- [Aim]
Gather every line of the data below that contains the word "white", and list those lines.

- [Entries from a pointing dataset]
◇ ◇ ◇

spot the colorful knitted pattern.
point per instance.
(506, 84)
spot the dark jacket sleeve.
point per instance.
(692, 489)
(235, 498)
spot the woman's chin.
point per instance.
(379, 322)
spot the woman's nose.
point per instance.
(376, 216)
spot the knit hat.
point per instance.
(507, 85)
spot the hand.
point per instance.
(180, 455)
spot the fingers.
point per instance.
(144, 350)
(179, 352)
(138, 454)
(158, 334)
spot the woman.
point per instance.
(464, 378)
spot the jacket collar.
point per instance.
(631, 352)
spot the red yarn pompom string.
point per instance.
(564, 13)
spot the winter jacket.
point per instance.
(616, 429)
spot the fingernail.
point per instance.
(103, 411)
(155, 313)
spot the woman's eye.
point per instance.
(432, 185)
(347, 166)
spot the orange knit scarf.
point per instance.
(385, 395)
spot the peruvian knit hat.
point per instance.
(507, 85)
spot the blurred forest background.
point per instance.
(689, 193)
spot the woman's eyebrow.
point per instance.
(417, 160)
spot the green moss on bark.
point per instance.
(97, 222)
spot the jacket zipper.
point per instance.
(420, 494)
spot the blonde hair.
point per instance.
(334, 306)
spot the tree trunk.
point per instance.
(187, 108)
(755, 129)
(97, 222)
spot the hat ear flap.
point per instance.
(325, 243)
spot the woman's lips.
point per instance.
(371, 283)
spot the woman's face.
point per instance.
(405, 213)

◇ ◇ ◇

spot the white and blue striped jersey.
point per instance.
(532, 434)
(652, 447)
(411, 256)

◇ ◇ ◇

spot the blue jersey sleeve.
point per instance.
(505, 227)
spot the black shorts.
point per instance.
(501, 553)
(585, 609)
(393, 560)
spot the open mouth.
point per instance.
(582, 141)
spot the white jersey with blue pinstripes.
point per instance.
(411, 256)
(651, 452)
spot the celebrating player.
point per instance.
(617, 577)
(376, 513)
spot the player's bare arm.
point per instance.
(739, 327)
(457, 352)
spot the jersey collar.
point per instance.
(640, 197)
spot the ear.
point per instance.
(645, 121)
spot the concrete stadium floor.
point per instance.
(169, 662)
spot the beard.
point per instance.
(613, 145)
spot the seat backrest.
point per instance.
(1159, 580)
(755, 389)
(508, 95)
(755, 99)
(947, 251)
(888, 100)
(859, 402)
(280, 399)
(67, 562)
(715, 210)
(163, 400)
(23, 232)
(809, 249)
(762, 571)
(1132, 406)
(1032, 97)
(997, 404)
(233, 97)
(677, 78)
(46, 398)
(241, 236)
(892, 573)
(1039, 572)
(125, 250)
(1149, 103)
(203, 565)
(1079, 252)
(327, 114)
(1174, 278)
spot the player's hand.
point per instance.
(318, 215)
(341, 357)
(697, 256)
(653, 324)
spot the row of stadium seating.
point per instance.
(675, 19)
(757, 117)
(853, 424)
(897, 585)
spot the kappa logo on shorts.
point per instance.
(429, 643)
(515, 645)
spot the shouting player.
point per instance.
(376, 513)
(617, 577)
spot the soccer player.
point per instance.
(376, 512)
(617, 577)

◇ ◇ ◇

- [Task output]
spot the white and blue striped jersey.
spot the white jersey with blue pinstripes.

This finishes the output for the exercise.